▶ **ACTIVITY**
Reproduce the lines below exactly, starting at the one containing "Target: tree canopy" and stopping at the final line.

Dataset entries:
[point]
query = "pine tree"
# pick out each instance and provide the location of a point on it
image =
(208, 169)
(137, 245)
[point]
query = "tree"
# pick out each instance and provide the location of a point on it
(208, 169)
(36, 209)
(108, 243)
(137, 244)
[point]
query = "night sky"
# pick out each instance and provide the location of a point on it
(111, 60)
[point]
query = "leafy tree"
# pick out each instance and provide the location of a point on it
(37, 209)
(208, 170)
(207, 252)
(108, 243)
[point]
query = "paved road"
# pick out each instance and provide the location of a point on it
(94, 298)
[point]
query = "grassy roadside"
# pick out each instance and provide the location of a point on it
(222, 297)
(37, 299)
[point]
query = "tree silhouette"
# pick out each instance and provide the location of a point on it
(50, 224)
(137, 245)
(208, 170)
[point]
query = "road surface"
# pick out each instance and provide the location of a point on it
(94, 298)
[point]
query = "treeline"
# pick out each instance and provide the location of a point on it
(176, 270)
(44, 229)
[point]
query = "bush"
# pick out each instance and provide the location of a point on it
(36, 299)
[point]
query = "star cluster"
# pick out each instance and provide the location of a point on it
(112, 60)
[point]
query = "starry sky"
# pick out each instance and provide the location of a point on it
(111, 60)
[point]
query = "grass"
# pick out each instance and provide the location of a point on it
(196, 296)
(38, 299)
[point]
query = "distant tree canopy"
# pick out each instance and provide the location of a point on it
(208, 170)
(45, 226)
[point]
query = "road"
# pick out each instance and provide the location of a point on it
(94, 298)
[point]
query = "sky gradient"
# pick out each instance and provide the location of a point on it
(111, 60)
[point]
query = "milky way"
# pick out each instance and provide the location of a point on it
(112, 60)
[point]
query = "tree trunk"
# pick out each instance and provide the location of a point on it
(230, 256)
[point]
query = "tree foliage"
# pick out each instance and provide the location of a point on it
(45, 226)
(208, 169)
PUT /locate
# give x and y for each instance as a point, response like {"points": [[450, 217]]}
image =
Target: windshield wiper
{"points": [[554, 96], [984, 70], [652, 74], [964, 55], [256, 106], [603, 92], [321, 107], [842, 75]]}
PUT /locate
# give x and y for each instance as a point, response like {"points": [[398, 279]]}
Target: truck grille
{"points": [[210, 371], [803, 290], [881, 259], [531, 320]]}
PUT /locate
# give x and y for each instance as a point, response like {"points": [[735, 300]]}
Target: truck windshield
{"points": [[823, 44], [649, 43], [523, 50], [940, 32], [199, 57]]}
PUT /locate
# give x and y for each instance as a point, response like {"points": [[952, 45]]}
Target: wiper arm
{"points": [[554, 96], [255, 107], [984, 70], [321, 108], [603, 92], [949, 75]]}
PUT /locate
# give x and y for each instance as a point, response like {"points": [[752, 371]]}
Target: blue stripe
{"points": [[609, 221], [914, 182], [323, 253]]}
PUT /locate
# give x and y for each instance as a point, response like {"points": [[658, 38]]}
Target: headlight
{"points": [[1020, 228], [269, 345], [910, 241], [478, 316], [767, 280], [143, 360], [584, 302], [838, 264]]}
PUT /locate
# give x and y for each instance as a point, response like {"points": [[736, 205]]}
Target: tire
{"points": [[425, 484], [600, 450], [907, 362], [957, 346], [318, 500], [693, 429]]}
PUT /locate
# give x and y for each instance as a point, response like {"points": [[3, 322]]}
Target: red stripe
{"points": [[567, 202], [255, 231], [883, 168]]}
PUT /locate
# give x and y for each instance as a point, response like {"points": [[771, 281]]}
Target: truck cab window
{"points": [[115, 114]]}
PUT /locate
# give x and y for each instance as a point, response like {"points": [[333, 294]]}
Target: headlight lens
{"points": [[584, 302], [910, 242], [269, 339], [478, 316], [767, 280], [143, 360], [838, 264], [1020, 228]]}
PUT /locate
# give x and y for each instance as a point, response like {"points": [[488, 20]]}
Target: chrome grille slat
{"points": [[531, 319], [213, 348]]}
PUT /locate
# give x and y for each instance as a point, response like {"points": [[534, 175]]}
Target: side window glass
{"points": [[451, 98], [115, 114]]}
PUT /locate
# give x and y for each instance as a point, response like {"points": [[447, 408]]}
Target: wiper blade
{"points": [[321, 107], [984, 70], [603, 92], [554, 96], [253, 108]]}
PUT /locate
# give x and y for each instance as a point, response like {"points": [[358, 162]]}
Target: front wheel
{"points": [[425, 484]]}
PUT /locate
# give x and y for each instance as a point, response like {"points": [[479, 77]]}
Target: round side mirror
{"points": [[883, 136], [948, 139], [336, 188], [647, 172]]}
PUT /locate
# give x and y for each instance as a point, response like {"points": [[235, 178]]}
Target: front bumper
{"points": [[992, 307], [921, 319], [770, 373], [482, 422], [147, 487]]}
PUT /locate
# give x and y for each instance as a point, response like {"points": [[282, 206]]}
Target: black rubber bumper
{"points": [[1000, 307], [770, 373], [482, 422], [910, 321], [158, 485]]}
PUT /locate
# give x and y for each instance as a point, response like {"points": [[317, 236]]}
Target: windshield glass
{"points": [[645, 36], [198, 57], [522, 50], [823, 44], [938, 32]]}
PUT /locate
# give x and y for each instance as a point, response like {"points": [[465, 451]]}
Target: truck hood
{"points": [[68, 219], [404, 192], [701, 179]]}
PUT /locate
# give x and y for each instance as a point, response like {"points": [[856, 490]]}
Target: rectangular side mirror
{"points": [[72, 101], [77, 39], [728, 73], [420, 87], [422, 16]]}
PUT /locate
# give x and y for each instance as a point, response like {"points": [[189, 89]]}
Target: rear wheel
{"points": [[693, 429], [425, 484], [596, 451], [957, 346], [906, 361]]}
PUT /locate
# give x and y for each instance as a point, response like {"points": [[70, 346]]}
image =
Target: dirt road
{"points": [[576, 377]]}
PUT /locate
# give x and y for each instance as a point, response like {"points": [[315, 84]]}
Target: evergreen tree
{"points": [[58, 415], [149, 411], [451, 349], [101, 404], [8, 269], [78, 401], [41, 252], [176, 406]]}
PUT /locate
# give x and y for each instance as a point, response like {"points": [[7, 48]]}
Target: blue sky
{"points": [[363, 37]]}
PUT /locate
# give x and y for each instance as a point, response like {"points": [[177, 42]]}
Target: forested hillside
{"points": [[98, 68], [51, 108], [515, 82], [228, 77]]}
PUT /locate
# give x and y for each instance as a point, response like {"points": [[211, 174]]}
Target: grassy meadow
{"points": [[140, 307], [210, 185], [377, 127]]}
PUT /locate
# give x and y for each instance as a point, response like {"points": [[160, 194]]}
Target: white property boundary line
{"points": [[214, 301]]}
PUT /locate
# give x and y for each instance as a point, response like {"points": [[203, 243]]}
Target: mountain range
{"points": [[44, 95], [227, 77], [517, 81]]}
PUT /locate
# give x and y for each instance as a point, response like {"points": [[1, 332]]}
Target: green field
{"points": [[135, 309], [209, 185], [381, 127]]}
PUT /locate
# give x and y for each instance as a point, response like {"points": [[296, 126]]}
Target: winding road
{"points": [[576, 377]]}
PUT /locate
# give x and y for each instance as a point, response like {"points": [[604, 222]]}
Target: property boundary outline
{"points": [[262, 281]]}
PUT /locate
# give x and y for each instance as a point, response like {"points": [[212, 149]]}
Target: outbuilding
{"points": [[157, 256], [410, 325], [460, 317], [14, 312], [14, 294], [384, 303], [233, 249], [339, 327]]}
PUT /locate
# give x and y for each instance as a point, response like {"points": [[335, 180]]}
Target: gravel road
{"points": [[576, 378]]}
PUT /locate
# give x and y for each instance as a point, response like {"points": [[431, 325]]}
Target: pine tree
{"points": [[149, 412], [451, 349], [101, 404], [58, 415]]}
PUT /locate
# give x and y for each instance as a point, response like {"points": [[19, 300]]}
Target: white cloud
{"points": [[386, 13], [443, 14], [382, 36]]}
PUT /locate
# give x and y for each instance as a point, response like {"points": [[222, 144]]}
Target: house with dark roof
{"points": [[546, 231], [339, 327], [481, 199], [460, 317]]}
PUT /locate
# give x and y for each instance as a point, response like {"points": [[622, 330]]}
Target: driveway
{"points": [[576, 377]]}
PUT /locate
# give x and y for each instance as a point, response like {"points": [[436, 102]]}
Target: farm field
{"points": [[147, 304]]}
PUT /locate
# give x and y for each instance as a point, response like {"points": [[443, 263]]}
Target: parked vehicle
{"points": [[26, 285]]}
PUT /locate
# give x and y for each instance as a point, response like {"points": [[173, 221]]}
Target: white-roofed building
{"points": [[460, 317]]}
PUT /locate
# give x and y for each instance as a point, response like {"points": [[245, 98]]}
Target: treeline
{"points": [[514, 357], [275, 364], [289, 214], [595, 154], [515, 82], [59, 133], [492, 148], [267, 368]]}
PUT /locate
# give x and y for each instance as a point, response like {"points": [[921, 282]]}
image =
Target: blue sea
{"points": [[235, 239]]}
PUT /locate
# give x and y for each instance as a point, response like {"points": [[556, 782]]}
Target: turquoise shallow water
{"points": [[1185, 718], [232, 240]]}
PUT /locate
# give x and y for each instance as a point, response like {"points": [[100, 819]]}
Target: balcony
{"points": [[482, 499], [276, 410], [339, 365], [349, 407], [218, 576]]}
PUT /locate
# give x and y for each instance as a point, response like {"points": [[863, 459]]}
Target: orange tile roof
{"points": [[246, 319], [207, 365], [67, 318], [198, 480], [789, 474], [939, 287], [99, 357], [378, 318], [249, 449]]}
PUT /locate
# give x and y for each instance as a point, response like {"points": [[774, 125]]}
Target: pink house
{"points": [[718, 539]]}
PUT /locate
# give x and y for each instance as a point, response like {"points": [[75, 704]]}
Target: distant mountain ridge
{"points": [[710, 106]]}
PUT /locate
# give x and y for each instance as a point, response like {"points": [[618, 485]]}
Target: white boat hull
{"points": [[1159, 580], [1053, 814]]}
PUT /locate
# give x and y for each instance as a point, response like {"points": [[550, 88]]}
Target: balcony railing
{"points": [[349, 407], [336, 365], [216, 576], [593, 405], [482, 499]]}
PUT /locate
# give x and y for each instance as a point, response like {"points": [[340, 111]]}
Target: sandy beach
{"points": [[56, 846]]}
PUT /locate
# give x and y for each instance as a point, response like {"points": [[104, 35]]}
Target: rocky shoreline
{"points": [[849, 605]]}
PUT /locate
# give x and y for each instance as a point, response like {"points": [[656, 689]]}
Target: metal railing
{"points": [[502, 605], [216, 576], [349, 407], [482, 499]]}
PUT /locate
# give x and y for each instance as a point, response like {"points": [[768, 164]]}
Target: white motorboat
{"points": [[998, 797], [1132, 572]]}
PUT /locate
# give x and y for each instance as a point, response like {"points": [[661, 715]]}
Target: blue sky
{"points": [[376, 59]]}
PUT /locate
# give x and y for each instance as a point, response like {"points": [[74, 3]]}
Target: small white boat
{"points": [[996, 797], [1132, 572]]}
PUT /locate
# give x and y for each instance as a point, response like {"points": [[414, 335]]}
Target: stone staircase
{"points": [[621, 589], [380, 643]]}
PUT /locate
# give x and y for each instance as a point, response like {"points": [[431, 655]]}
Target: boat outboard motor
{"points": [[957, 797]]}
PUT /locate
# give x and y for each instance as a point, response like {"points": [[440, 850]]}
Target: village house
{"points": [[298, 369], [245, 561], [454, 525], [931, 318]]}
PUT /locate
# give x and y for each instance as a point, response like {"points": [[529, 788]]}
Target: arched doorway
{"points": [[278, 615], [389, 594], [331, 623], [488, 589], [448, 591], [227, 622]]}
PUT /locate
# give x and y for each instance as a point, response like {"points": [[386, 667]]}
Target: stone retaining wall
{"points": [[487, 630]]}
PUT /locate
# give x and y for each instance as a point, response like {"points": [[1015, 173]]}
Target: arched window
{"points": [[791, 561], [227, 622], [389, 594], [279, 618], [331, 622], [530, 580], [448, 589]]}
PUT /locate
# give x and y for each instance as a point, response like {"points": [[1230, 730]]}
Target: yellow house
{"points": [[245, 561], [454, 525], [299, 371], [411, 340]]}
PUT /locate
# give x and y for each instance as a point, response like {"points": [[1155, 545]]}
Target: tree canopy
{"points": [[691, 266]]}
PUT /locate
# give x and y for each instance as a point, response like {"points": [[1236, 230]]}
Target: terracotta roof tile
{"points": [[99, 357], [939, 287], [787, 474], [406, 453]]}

▶ **FINISHED TASK**
Target: tree canopy
{"points": [[691, 266]]}
PUT /locate
# give x and y for each instance as a point, response like {"points": [[1236, 230]]}
Target: terracotta roof tile
{"points": [[99, 357], [939, 287], [787, 474], [406, 453]]}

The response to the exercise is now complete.